EXERCISE DATA:
--- Start ---

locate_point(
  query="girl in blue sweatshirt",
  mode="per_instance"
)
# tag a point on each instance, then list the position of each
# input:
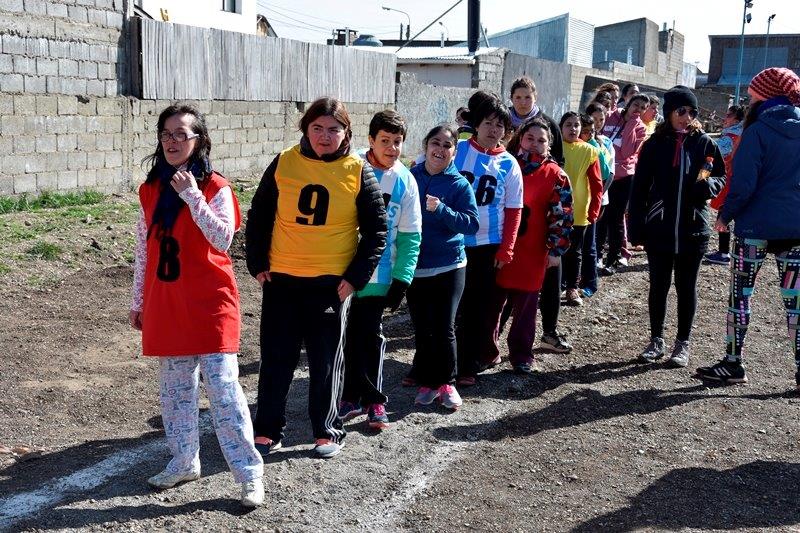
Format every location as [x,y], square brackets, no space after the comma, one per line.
[449,212]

--- End ---

WRITTEN INSTRUCTION: Reproduce every one of the lines above word for word, leaving out the picture.

SOLVED PROBLEM:
locate_point(
  query="girl in blue sweatshirt",
  mode="per_instance"
)
# tag a point on each instance, then list the position of each
# input:
Format every location as [x,y], square brackets, no space after the comma, one per line.
[449,212]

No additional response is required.